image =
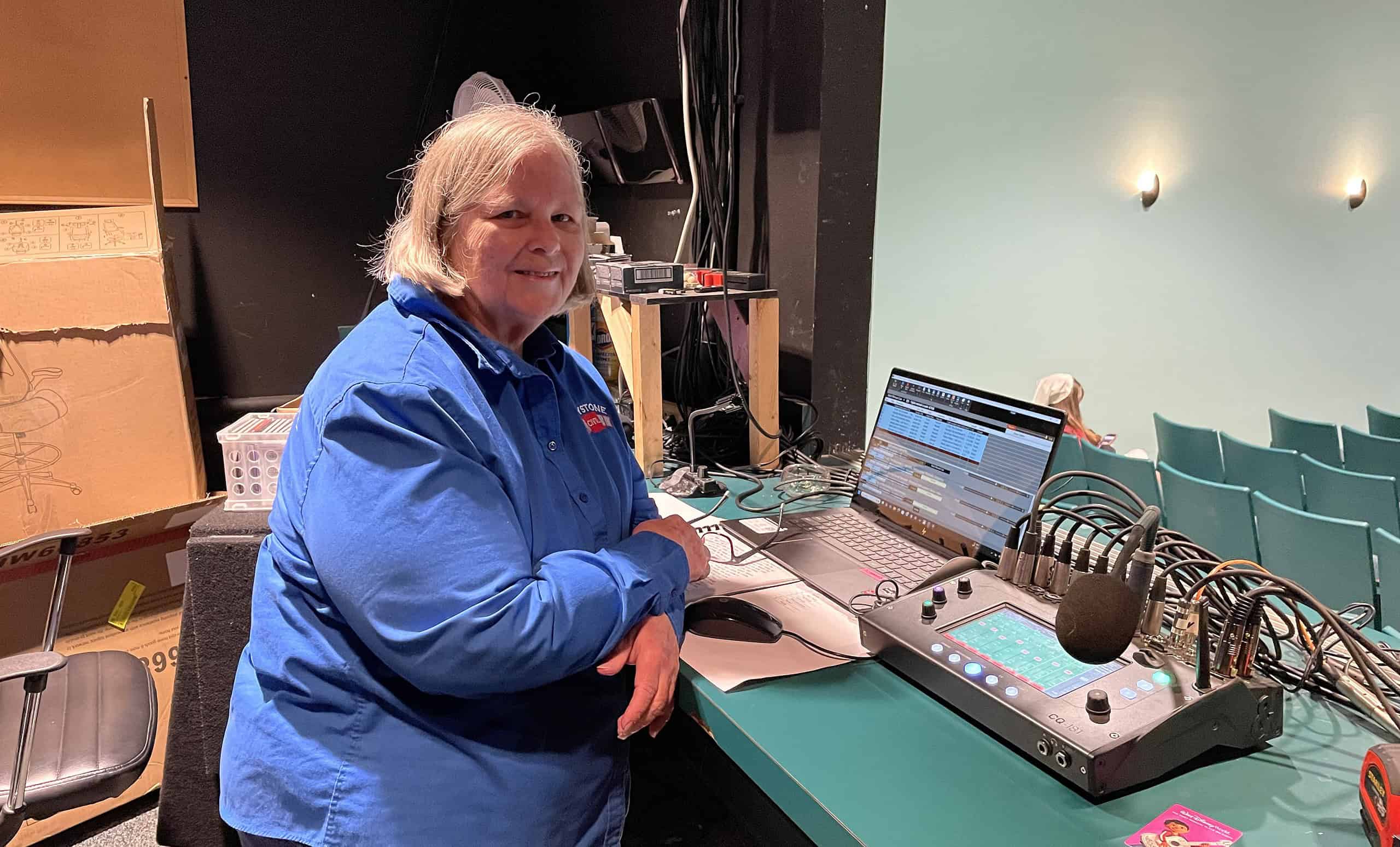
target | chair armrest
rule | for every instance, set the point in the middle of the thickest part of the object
(58, 535)
(31, 664)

....

**AIM OF THE EXERCISE:**
With the pictures excluded, restate the material exactly as it stands.

**WORKED SOLUTION:**
image =
target | chair armrest
rule | for every instance, set the point in the middle of the thickest part of the object
(58, 535)
(31, 664)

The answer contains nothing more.